What this task involves: The answer should be one number: how many lines in the records below contain the word "instance".

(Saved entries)
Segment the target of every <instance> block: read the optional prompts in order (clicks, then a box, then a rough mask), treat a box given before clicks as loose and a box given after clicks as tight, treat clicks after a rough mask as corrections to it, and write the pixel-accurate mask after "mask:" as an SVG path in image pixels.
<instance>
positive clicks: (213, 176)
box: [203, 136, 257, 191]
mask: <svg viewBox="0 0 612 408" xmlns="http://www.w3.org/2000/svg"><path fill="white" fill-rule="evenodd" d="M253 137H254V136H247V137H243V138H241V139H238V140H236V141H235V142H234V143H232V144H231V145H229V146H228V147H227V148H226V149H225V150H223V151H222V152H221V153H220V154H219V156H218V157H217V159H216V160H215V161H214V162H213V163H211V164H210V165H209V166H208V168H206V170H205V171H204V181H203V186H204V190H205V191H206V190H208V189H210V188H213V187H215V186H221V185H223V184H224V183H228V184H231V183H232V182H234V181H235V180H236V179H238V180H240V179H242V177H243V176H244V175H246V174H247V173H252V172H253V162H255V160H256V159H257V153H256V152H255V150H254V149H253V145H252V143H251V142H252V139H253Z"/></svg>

Result of the exercise: 2